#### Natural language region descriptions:
# # #

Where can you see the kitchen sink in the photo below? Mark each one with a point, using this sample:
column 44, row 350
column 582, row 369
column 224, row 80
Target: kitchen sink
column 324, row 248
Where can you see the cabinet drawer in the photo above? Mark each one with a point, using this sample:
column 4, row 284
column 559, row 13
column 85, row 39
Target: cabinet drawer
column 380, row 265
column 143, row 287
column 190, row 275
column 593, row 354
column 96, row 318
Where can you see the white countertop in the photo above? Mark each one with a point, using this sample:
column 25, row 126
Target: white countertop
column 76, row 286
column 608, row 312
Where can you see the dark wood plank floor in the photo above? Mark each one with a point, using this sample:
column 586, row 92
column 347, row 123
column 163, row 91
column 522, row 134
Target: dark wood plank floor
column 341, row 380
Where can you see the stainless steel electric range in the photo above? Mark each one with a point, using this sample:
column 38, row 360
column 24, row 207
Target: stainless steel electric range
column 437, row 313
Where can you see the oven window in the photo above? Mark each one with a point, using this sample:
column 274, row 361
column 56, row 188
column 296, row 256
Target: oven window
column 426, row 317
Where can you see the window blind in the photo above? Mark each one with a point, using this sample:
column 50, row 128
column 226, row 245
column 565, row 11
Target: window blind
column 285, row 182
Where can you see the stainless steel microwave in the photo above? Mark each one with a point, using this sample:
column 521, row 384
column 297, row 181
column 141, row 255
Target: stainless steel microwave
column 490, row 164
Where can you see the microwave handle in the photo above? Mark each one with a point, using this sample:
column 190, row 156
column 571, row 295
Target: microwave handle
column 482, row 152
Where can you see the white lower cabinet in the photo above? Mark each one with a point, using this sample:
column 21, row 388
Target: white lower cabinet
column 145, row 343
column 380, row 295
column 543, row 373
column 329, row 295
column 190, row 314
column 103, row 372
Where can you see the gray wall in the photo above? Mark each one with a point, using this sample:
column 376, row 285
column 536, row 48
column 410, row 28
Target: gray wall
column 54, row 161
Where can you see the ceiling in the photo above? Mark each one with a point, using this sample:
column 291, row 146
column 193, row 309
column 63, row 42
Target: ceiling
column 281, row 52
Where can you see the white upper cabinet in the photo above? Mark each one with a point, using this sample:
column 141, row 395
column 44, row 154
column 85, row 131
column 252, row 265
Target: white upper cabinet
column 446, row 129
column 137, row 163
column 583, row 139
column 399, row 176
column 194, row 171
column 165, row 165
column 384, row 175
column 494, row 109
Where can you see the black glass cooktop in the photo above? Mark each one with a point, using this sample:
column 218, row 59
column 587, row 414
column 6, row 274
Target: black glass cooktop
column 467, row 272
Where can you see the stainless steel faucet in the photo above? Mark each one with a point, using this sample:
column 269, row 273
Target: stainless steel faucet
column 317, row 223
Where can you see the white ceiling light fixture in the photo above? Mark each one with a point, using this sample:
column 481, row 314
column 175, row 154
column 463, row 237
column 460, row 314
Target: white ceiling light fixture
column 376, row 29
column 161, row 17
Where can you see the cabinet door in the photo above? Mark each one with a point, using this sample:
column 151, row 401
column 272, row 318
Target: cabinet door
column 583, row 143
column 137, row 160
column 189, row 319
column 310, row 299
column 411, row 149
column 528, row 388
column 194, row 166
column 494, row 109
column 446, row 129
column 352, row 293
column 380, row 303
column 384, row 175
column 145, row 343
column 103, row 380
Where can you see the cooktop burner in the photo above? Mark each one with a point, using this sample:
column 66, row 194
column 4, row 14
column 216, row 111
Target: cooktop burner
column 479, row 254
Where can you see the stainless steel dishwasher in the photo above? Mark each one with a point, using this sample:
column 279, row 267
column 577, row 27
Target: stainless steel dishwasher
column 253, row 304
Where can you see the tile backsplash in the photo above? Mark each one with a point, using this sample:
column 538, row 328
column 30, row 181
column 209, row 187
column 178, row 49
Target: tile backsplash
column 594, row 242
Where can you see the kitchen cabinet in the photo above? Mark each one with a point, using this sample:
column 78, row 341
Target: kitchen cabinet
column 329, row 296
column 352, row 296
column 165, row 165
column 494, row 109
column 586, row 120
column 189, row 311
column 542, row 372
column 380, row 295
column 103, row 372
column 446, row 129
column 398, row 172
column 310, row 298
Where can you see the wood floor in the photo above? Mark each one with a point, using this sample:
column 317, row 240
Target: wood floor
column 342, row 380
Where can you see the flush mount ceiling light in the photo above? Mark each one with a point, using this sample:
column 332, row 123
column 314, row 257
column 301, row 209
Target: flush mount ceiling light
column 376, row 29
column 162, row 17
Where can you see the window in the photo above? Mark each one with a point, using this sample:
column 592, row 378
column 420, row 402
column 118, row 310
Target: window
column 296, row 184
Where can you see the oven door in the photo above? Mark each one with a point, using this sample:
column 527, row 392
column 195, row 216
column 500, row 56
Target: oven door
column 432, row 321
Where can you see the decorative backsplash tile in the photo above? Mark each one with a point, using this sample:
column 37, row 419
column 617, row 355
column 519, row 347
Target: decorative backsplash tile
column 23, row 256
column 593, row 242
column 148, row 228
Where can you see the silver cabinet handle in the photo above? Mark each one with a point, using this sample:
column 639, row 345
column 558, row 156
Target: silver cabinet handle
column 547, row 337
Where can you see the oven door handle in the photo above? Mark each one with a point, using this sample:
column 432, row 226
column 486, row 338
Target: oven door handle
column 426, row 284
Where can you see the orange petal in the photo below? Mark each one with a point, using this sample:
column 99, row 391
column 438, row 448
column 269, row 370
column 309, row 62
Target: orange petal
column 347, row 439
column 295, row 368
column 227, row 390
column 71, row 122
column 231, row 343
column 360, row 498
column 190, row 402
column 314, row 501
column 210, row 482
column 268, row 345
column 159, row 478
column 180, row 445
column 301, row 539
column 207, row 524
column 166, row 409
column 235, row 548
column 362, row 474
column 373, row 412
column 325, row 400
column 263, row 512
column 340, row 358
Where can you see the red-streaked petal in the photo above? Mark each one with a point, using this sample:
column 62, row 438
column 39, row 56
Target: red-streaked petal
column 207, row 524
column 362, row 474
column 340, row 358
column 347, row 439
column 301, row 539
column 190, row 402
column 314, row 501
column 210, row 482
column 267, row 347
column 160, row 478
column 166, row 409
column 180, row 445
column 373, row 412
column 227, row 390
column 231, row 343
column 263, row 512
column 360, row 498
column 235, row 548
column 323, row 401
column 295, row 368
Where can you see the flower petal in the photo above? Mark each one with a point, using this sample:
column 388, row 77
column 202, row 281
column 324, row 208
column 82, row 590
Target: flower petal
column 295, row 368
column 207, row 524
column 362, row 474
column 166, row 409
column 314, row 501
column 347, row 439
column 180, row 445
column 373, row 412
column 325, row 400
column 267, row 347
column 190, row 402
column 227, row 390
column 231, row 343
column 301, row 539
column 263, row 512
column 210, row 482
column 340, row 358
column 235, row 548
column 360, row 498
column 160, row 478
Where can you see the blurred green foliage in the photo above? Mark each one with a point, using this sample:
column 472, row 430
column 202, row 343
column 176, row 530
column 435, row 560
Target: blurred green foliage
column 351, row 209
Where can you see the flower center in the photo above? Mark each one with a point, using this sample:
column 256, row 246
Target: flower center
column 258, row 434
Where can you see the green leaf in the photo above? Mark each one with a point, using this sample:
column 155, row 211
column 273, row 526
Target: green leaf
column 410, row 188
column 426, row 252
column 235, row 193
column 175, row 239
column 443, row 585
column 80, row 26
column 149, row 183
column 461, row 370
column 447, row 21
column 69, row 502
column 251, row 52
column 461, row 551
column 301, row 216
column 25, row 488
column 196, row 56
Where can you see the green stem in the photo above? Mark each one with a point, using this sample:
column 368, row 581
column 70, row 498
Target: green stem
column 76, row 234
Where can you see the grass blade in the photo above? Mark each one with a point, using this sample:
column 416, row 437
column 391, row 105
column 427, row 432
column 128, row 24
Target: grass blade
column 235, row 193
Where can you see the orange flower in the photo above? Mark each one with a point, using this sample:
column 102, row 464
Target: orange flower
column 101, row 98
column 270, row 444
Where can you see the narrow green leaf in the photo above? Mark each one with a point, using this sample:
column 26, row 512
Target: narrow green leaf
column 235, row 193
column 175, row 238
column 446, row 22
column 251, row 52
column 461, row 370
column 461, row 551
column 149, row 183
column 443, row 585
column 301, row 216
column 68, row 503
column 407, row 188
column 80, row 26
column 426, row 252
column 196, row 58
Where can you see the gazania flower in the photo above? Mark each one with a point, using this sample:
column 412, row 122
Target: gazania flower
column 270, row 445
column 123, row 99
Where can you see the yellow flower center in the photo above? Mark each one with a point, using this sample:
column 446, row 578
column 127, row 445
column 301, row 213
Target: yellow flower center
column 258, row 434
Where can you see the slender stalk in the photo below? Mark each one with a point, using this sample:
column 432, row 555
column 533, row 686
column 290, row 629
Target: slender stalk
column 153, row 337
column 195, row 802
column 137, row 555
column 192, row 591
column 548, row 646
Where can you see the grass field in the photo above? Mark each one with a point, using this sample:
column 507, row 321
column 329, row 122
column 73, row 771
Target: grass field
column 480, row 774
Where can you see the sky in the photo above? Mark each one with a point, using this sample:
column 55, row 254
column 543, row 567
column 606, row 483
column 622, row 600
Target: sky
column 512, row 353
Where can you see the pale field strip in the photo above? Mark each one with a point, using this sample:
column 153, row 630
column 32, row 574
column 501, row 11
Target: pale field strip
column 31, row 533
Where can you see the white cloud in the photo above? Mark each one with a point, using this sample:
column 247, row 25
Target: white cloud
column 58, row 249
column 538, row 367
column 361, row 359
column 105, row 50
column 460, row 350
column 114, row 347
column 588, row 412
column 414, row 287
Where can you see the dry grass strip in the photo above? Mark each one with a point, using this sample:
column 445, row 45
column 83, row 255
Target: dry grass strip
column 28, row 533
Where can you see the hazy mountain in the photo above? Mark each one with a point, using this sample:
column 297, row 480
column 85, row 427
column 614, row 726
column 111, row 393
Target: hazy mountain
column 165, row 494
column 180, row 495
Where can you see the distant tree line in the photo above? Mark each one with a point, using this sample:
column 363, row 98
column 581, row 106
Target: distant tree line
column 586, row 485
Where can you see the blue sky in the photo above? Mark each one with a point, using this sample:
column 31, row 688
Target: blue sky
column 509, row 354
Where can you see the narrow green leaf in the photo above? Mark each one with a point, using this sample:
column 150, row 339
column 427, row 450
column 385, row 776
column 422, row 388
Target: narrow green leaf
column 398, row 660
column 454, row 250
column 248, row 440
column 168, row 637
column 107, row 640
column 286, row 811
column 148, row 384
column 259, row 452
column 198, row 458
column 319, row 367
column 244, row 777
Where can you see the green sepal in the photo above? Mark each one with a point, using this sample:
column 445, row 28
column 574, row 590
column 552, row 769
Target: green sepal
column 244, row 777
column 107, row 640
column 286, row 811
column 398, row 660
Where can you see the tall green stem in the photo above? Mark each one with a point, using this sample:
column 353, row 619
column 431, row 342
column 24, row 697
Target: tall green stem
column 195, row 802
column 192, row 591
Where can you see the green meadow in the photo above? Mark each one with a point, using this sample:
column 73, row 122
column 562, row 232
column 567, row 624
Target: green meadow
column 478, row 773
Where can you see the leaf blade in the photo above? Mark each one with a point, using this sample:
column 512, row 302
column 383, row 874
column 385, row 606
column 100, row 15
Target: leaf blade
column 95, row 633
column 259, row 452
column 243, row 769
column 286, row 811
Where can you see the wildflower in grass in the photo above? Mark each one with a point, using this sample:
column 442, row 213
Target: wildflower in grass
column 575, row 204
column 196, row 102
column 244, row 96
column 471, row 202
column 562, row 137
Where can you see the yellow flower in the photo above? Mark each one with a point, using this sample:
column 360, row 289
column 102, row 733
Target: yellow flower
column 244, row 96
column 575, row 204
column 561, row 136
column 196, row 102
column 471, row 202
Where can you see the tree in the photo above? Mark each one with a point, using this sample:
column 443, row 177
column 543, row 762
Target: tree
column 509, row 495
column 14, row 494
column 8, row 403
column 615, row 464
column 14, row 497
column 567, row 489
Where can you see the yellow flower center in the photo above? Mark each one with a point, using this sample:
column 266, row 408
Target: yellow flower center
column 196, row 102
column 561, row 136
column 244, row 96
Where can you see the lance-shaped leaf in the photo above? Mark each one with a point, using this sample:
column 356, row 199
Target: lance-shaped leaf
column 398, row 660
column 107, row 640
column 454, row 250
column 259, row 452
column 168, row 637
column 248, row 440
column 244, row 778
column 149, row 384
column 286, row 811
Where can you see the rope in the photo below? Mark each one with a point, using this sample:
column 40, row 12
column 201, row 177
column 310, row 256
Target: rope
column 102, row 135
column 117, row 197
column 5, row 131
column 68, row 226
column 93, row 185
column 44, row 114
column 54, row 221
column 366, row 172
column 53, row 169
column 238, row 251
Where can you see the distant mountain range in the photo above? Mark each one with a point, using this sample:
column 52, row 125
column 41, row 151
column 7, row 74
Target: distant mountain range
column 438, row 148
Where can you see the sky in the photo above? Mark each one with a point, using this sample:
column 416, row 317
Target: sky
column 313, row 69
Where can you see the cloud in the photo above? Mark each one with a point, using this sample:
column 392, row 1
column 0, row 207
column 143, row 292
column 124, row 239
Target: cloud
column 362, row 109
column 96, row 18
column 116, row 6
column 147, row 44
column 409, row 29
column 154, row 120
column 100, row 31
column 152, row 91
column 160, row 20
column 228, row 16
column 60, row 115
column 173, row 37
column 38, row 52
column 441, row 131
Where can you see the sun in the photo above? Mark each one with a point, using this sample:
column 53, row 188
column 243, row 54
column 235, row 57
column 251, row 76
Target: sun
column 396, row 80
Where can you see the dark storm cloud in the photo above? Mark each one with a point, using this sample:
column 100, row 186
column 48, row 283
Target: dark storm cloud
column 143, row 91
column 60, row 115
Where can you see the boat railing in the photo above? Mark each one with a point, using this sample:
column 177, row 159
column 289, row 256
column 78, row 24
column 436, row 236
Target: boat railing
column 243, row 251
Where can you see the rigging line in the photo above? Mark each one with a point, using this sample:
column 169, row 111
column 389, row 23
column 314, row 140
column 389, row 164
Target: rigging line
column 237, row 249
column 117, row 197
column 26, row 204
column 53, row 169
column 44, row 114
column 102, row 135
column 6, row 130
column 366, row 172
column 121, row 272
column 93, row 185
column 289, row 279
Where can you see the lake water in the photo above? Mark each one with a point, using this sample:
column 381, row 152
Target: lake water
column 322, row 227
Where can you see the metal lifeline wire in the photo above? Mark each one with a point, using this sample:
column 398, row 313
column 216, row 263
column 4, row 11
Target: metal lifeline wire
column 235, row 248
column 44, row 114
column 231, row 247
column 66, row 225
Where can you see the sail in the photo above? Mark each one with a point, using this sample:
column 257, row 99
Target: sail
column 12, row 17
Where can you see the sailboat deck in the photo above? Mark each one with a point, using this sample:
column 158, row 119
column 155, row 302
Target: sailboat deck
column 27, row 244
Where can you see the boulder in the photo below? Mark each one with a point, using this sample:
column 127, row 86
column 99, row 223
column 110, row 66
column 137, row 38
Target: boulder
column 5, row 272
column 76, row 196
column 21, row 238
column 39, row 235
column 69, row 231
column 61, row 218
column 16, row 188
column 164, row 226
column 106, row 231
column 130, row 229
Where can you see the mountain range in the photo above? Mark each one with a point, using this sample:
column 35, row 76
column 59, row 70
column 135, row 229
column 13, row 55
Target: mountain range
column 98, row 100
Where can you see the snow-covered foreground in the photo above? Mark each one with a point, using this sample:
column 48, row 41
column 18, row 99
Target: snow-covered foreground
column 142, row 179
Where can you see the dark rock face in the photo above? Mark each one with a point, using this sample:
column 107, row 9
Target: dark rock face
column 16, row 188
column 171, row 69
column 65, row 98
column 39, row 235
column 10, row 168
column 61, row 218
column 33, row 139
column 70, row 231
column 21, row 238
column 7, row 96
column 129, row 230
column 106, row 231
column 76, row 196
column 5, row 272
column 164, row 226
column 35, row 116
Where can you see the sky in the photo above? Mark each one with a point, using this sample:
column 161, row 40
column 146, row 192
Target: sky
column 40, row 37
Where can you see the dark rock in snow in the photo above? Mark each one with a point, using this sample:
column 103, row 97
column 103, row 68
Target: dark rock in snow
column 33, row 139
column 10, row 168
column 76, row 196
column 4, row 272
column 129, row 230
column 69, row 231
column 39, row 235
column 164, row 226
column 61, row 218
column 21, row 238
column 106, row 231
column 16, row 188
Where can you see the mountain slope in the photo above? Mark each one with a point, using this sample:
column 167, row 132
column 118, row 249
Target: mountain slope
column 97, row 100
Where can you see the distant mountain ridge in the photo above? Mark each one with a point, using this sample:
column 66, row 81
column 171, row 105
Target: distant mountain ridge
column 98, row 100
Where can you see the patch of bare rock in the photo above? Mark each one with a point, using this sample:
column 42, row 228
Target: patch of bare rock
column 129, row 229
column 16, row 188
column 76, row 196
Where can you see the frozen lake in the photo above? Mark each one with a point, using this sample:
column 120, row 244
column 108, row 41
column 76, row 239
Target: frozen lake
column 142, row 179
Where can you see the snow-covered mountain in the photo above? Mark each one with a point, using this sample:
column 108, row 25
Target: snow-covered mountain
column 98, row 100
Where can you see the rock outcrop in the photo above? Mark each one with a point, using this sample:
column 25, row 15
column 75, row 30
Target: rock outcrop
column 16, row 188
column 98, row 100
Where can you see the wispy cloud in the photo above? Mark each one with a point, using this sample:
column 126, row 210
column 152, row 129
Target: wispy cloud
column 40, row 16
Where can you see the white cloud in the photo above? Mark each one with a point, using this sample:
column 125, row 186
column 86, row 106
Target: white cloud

# # #

#### WHAT THE TASK REQUIRES:
Beginning at the line above that contains "column 481, row 314", return each line exactly through the line that contains "column 577, row 27", and no others.

#### ANSWER TO THIS EXERCISE:
column 481, row 314
column 175, row 154
column 463, row 237
column 460, row 314
Target: white ceiling light fixture
column 376, row 29
column 161, row 17
Where can you see the cabinet door in the photo above? Mark each one with a point, using this sample:
column 151, row 401
column 272, row 318
Target: cabinet door
column 583, row 143
column 137, row 160
column 189, row 319
column 310, row 299
column 411, row 149
column 528, row 388
column 194, row 166
column 494, row 109
column 446, row 129
column 352, row 293
column 380, row 303
column 384, row 175
column 145, row 343
column 103, row 380
Where can you see the cooktop burner in the photo above? Mark each one with a point, using this sample:
column 66, row 194
column 4, row 14
column 216, row 111
Target: cooktop burner
column 479, row 254
Where can you see the stainless steel dishwasher in the photo above? Mark each one with a point, using this sample:
column 279, row 267
column 577, row 27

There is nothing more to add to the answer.